◆ **Task description**:
Count the lines in the records below that contain the string "street", treating case as significant, and give only the number.

◆ **Records for pointing at objects in photos**:
┌────────

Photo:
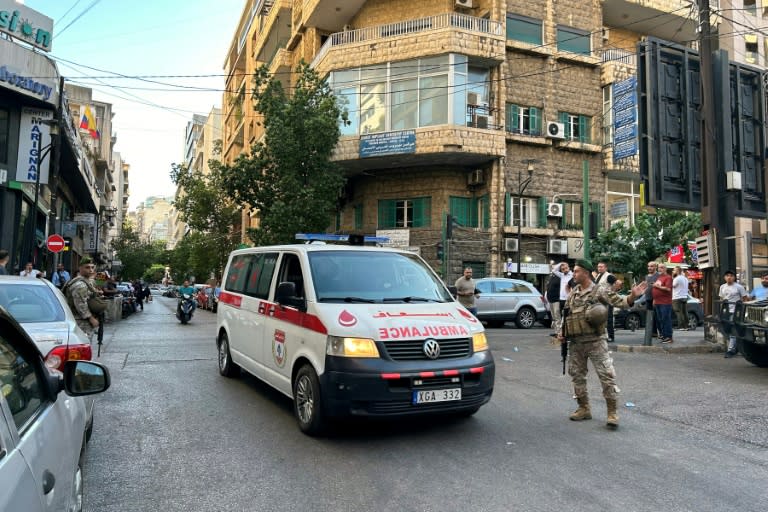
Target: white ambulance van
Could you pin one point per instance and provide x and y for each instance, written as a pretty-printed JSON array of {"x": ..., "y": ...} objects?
[{"x": 351, "y": 330}]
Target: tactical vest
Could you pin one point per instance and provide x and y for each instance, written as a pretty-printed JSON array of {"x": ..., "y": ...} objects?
[{"x": 576, "y": 324}]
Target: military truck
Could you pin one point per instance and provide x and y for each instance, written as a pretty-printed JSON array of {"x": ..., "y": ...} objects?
[{"x": 748, "y": 321}]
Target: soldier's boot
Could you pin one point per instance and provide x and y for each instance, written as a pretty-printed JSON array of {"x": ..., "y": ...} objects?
[
  {"x": 613, "y": 417},
  {"x": 583, "y": 412}
]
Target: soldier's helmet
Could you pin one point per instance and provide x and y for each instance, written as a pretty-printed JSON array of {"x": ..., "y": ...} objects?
[{"x": 597, "y": 314}]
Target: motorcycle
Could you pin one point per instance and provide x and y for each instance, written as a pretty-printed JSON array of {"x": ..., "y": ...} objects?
[{"x": 185, "y": 308}]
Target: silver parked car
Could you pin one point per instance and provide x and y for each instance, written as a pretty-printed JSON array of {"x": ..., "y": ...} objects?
[
  {"x": 509, "y": 300},
  {"x": 42, "y": 431}
]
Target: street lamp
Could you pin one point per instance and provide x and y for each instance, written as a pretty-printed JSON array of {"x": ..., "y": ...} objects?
[
  {"x": 522, "y": 184},
  {"x": 41, "y": 153}
]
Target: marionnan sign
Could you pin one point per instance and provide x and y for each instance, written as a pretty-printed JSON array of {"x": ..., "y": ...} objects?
[{"x": 21, "y": 22}]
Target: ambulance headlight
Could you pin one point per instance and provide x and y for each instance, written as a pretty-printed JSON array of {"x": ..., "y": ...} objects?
[
  {"x": 351, "y": 347},
  {"x": 479, "y": 342}
]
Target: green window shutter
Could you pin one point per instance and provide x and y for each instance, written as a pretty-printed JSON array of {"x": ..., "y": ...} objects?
[
  {"x": 542, "y": 212},
  {"x": 387, "y": 213},
  {"x": 507, "y": 209},
  {"x": 459, "y": 208},
  {"x": 563, "y": 116},
  {"x": 359, "y": 216},
  {"x": 535, "y": 121},
  {"x": 421, "y": 212}
]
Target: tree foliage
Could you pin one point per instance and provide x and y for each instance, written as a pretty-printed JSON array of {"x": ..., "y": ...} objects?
[
  {"x": 135, "y": 255},
  {"x": 288, "y": 176},
  {"x": 630, "y": 248}
]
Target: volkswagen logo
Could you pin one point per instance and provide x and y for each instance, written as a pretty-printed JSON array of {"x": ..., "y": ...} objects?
[{"x": 431, "y": 348}]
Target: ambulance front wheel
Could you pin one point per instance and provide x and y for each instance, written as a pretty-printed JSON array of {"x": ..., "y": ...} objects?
[{"x": 307, "y": 401}]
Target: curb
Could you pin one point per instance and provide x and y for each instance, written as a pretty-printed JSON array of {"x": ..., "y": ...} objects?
[{"x": 702, "y": 348}]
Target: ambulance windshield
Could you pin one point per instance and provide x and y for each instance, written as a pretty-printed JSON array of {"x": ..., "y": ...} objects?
[{"x": 358, "y": 276}]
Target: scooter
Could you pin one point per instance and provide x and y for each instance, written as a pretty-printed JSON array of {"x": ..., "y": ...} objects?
[{"x": 184, "y": 308}]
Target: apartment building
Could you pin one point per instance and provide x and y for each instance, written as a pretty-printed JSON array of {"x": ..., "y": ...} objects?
[{"x": 495, "y": 113}]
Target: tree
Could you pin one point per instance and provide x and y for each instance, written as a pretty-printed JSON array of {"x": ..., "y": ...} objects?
[
  {"x": 289, "y": 176},
  {"x": 210, "y": 212},
  {"x": 135, "y": 255},
  {"x": 629, "y": 248}
]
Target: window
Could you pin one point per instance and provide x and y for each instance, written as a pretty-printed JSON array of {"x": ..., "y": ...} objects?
[
  {"x": 577, "y": 127},
  {"x": 404, "y": 213},
  {"x": 5, "y": 128},
  {"x": 260, "y": 278},
  {"x": 573, "y": 40},
  {"x": 527, "y": 210},
  {"x": 522, "y": 28},
  {"x": 525, "y": 120},
  {"x": 21, "y": 382}
]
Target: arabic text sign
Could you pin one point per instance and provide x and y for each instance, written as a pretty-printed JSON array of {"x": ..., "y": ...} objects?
[{"x": 389, "y": 143}]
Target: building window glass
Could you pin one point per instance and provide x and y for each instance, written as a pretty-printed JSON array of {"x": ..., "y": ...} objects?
[
  {"x": 573, "y": 40},
  {"x": 577, "y": 127},
  {"x": 521, "y": 28},
  {"x": 525, "y": 209},
  {"x": 5, "y": 127},
  {"x": 404, "y": 213},
  {"x": 525, "y": 120}
]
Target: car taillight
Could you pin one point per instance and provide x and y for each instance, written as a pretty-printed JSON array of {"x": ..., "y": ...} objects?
[{"x": 60, "y": 355}]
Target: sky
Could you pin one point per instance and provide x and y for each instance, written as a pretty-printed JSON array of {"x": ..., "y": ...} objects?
[{"x": 146, "y": 58}]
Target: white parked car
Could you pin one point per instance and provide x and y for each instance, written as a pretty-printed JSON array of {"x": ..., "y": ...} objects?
[{"x": 42, "y": 431}]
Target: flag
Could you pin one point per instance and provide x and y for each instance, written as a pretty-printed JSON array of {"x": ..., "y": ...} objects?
[{"x": 88, "y": 122}]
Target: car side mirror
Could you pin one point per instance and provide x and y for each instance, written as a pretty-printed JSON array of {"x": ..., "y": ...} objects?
[{"x": 286, "y": 296}]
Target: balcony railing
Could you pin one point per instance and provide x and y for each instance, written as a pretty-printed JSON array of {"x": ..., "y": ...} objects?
[{"x": 419, "y": 25}]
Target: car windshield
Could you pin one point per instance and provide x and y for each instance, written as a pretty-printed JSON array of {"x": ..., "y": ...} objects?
[
  {"x": 31, "y": 303},
  {"x": 358, "y": 276}
]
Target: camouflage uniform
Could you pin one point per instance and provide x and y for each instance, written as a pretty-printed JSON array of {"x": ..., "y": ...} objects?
[
  {"x": 78, "y": 291},
  {"x": 590, "y": 343}
]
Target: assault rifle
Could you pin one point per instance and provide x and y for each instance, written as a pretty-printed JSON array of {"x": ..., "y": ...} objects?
[{"x": 564, "y": 343}]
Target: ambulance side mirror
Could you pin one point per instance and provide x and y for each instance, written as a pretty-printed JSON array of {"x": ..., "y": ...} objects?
[{"x": 286, "y": 296}]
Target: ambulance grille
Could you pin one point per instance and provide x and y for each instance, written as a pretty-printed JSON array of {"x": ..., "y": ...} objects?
[{"x": 413, "y": 350}]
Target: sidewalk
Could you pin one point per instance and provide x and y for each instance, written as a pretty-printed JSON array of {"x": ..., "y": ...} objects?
[{"x": 685, "y": 342}]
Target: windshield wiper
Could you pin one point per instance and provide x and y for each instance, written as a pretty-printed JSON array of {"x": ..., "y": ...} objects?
[
  {"x": 347, "y": 299},
  {"x": 409, "y": 299}
]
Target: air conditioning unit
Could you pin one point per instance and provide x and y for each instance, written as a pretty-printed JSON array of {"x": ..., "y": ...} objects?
[
  {"x": 510, "y": 244},
  {"x": 554, "y": 210},
  {"x": 555, "y": 246},
  {"x": 483, "y": 122},
  {"x": 555, "y": 130},
  {"x": 476, "y": 177}
]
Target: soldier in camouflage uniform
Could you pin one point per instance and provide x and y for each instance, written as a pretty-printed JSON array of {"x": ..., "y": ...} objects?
[
  {"x": 78, "y": 291},
  {"x": 584, "y": 328}
]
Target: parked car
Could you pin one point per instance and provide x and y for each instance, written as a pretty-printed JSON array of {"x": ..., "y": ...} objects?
[
  {"x": 634, "y": 318},
  {"x": 509, "y": 300},
  {"x": 42, "y": 433}
]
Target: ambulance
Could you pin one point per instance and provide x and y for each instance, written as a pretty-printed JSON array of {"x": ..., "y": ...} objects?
[{"x": 350, "y": 330}]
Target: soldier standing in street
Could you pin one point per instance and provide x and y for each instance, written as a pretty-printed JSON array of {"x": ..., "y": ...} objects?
[
  {"x": 78, "y": 291},
  {"x": 583, "y": 328}
]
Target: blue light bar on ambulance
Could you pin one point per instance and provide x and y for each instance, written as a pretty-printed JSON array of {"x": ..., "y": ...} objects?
[{"x": 329, "y": 237}]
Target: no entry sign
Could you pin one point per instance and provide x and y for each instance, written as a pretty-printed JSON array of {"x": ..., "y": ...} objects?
[{"x": 55, "y": 243}]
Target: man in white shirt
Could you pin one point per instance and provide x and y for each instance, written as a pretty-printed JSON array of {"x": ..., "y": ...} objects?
[
  {"x": 732, "y": 292},
  {"x": 680, "y": 298}
]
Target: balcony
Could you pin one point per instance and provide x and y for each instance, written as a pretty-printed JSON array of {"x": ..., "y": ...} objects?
[{"x": 481, "y": 39}]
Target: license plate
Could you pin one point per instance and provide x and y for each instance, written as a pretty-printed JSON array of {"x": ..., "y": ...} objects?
[{"x": 436, "y": 395}]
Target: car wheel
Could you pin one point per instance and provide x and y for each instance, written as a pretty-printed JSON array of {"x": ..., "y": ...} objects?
[
  {"x": 526, "y": 317},
  {"x": 226, "y": 367},
  {"x": 307, "y": 401},
  {"x": 632, "y": 322},
  {"x": 693, "y": 321}
]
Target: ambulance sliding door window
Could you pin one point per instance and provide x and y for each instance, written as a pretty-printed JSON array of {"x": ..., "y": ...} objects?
[
  {"x": 260, "y": 277},
  {"x": 238, "y": 273}
]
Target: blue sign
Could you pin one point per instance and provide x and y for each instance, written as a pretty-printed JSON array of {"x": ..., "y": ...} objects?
[
  {"x": 625, "y": 119},
  {"x": 389, "y": 143}
]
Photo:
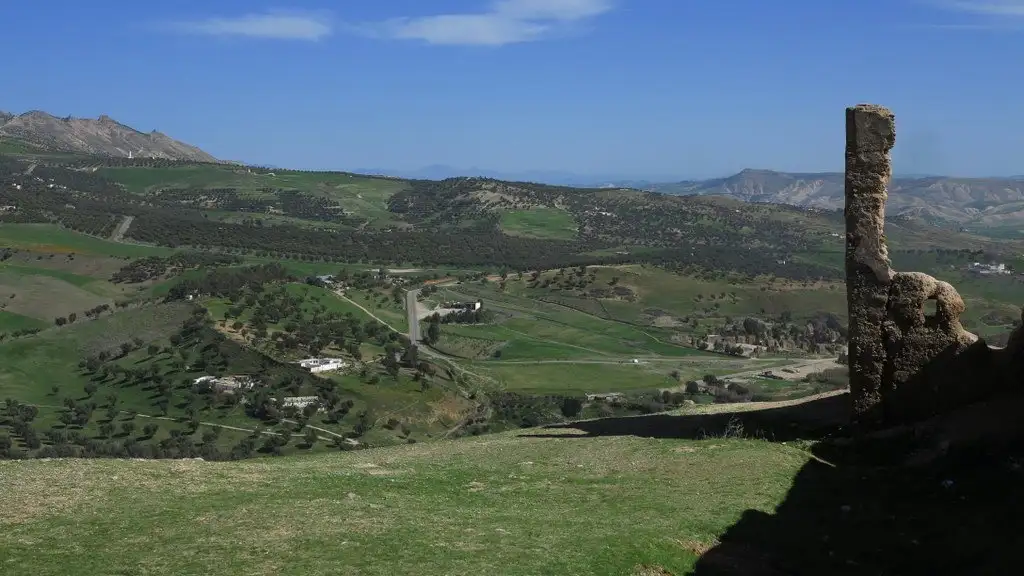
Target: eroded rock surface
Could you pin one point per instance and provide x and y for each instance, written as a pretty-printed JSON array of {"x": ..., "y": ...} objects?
[
  {"x": 870, "y": 133},
  {"x": 905, "y": 365}
]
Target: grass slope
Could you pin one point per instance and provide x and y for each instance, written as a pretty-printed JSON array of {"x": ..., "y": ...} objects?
[
  {"x": 55, "y": 240},
  {"x": 500, "y": 504},
  {"x": 365, "y": 196},
  {"x": 550, "y": 223}
]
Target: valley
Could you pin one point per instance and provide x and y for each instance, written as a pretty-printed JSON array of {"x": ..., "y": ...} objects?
[{"x": 499, "y": 360}]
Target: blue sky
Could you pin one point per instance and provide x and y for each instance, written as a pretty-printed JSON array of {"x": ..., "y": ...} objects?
[{"x": 686, "y": 88}]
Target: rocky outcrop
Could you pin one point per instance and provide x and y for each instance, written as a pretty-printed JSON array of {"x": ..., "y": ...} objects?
[{"x": 905, "y": 365}]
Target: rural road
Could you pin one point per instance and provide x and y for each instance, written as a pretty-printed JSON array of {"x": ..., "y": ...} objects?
[
  {"x": 414, "y": 318},
  {"x": 119, "y": 233},
  {"x": 424, "y": 350}
]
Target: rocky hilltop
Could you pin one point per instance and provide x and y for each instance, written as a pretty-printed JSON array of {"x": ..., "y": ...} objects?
[
  {"x": 988, "y": 201},
  {"x": 101, "y": 136}
]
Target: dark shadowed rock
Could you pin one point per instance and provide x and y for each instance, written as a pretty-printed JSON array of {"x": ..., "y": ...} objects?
[{"x": 905, "y": 366}]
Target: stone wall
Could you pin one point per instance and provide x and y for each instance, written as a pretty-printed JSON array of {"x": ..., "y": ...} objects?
[{"x": 904, "y": 365}]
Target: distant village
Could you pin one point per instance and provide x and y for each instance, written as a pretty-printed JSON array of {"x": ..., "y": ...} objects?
[
  {"x": 989, "y": 270},
  {"x": 236, "y": 383}
]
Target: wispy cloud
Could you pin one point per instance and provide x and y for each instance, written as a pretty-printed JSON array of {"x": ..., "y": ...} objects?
[
  {"x": 983, "y": 14},
  {"x": 273, "y": 25},
  {"x": 986, "y": 7},
  {"x": 504, "y": 22}
]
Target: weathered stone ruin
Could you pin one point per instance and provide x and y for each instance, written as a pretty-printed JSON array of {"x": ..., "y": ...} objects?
[{"x": 905, "y": 366}]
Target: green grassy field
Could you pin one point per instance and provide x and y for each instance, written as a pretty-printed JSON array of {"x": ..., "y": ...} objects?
[
  {"x": 10, "y": 322},
  {"x": 32, "y": 366},
  {"x": 540, "y": 222},
  {"x": 43, "y": 296},
  {"x": 360, "y": 195},
  {"x": 498, "y": 504},
  {"x": 51, "y": 239}
]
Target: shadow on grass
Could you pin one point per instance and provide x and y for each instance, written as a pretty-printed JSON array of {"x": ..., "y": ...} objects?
[
  {"x": 961, "y": 513},
  {"x": 867, "y": 507}
]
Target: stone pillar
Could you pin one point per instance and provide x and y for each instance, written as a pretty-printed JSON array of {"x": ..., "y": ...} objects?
[{"x": 870, "y": 133}]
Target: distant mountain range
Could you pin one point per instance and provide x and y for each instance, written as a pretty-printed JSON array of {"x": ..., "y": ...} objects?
[
  {"x": 556, "y": 177},
  {"x": 988, "y": 202},
  {"x": 101, "y": 136},
  {"x": 997, "y": 201}
]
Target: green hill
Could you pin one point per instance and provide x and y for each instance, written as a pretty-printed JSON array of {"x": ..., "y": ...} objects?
[{"x": 500, "y": 504}]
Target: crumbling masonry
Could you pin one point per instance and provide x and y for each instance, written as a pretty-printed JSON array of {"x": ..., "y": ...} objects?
[{"x": 905, "y": 366}]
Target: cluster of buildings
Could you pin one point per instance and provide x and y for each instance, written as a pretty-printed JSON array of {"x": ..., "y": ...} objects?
[
  {"x": 464, "y": 305},
  {"x": 225, "y": 383},
  {"x": 986, "y": 270},
  {"x": 315, "y": 365},
  {"x": 299, "y": 402}
]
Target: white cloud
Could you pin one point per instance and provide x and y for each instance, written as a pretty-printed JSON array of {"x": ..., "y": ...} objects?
[
  {"x": 507, "y": 22},
  {"x": 995, "y": 15},
  {"x": 282, "y": 26},
  {"x": 987, "y": 7}
]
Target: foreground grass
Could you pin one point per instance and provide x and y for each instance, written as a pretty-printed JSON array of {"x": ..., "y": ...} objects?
[{"x": 497, "y": 504}]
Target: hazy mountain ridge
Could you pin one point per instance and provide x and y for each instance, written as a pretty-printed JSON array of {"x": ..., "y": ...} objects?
[
  {"x": 988, "y": 201},
  {"x": 101, "y": 136}
]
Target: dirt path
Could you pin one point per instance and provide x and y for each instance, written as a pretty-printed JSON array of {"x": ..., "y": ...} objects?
[
  {"x": 119, "y": 233},
  {"x": 426, "y": 351}
]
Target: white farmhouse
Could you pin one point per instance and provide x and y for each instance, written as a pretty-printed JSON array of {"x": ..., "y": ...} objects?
[
  {"x": 300, "y": 402},
  {"x": 323, "y": 364}
]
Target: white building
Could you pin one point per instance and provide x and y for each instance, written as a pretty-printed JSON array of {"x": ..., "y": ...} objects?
[
  {"x": 227, "y": 383},
  {"x": 988, "y": 269},
  {"x": 323, "y": 364},
  {"x": 300, "y": 402}
]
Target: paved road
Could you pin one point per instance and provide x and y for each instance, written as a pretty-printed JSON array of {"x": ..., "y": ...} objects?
[
  {"x": 119, "y": 233},
  {"x": 414, "y": 318}
]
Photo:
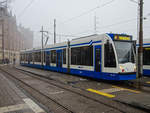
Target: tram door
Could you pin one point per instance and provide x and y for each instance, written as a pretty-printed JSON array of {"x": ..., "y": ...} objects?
[
  {"x": 59, "y": 59},
  {"x": 98, "y": 58},
  {"x": 47, "y": 57}
]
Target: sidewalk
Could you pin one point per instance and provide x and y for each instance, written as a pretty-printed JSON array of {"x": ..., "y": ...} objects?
[{"x": 13, "y": 100}]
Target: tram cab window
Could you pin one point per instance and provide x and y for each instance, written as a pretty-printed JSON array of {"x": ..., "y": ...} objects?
[
  {"x": 53, "y": 56},
  {"x": 37, "y": 57},
  {"x": 146, "y": 56},
  {"x": 109, "y": 55},
  {"x": 64, "y": 56}
]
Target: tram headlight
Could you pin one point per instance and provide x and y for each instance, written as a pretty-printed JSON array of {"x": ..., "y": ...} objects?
[{"x": 122, "y": 69}]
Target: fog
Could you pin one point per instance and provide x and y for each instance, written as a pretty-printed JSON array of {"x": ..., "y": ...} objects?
[{"x": 76, "y": 18}]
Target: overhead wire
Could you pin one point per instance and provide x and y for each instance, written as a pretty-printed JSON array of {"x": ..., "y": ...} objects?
[
  {"x": 23, "y": 11},
  {"x": 84, "y": 13}
]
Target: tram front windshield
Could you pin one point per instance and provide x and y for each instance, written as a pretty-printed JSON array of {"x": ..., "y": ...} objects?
[{"x": 125, "y": 51}]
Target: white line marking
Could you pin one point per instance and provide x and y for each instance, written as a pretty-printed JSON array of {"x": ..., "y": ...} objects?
[
  {"x": 33, "y": 105},
  {"x": 56, "y": 92},
  {"x": 111, "y": 90},
  {"x": 13, "y": 108}
]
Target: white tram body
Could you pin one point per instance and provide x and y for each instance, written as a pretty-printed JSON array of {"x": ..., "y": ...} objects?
[
  {"x": 146, "y": 57},
  {"x": 108, "y": 56}
]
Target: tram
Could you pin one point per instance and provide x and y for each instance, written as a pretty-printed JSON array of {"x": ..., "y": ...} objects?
[
  {"x": 146, "y": 57},
  {"x": 107, "y": 56}
]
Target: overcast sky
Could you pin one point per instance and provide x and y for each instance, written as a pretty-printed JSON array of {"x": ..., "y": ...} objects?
[{"x": 76, "y": 17}]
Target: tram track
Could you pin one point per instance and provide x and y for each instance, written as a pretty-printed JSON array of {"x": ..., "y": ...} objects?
[
  {"x": 27, "y": 87},
  {"x": 125, "y": 84},
  {"x": 45, "y": 79},
  {"x": 49, "y": 81}
]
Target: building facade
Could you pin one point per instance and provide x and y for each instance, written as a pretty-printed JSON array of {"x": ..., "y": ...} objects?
[{"x": 13, "y": 38}]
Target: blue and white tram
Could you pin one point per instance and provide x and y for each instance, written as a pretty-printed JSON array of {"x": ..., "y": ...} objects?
[
  {"x": 107, "y": 56},
  {"x": 146, "y": 57}
]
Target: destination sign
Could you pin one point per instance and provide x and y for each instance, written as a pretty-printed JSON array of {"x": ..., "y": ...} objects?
[
  {"x": 147, "y": 48},
  {"x": 122, "y": 38}
]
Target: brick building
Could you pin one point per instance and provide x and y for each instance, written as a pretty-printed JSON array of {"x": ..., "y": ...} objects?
[{"x": 13, "y": 38}]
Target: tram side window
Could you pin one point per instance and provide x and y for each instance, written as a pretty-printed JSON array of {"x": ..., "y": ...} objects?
[
  {"x": 37, "y": 57},
  {"x": 30, "y": 57},
  {"x": 82, "y": 56},
  {"x": 64, "y": 56},
  {"x": 53, "y": 56},
  {"x": 146, "y": 56},
  {"x": 26, "y": 56},
  {"x": 21, "y": 57},
  {"x": 109, "y": 56}
]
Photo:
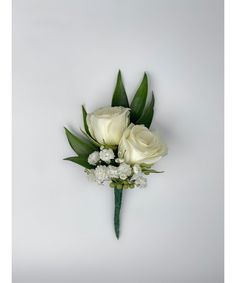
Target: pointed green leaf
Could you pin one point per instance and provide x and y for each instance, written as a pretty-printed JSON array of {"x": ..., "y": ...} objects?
[
  {"x": 80, "y": 146},
  {"x": 85, "y": 120},
  {"x": 119, "y": 96},
  {"x": 139, "y": 100},
  {"x": 90, "y": 138},
  {"x": 81, "y": 160},
  {"x": 147, "y": 116}
]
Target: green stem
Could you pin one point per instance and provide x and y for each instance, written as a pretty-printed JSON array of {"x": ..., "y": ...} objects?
[{"x": 118, "y": 199}]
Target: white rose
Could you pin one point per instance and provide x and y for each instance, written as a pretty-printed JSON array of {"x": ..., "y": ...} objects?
[
  {"x": 107, "y": 124},
  {"x": 139, "y": 145}
]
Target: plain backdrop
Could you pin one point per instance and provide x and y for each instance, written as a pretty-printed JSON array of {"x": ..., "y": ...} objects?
[{"x": 67, "y": 53}]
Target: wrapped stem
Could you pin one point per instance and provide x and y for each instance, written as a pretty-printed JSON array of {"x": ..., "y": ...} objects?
[{"x": 118, "y": 199}]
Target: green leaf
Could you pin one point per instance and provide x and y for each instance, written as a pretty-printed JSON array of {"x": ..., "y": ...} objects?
[
  {"x": 90, "y": 138},
  {"x": 81, "y": 160},
  {"x": 152, "y": 171},
  {"x": 85, "y": 121},
  {"x": 80, "y": 146},
  {"x": 139, "y": 100},
  {"x": 147, "y": 116},
  {"x": 118, "y": 200},
  {"x": 119, "y": 96}
]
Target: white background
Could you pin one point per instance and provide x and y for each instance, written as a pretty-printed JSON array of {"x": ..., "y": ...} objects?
[{"x": 67, "y": 53}]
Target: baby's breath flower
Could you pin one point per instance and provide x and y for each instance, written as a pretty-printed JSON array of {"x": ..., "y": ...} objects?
[
  {"x": 93, "y": 158},
  {"x": 119, "y": 160},
  {"x": 141, "y": 181},
  {"x": 137, "y": 169},
  {"x": 100, "y": 174},
  {"x": 113, "y": 172},
  {"x": 106, "y": 155},
  {"x": 124, "y": 171}
]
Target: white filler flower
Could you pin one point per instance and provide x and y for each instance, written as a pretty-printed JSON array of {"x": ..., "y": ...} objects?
[
  {"x": 106, "y": 155},
  {"x": 124, "y": 171},
  {"x": 112, "y": 172},
  {"x": 93, "y": 158},
  {"x": 100, "y": 174},
  {"x": 141, "y": 181},
  {"x": 137, "y": 169}
]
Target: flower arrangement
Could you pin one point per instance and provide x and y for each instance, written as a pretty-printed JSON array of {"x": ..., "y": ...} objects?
[{"x": 118, "y": 146}]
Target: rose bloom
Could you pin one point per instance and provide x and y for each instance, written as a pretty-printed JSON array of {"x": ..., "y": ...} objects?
[
  {"x": 107, "y": 124},
  {"x": 139, "y": 145}
]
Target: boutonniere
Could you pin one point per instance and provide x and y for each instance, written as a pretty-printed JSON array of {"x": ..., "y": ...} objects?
[{"x": 118, "y": 148}]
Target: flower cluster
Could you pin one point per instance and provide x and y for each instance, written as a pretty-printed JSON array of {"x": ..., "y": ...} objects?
[
  {"x": 109, "y": 168},
  {"x": 118, "y": 147}
]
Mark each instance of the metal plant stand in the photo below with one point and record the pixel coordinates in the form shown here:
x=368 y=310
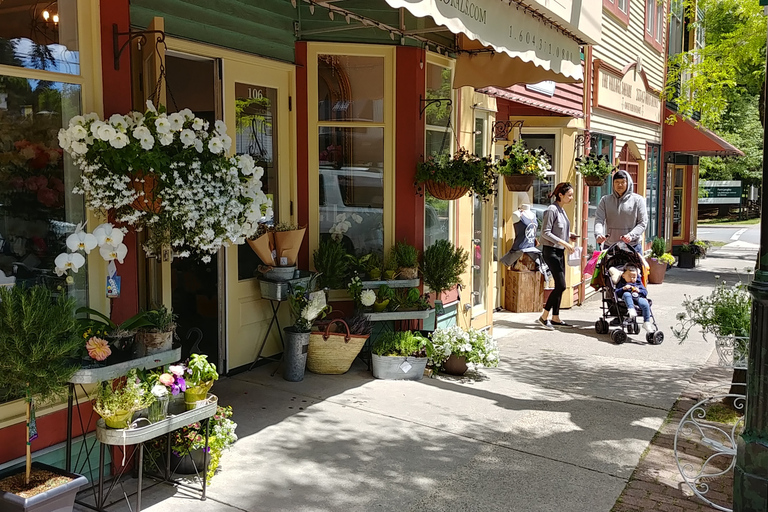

└────────

◆ **Result of the exercise**:
2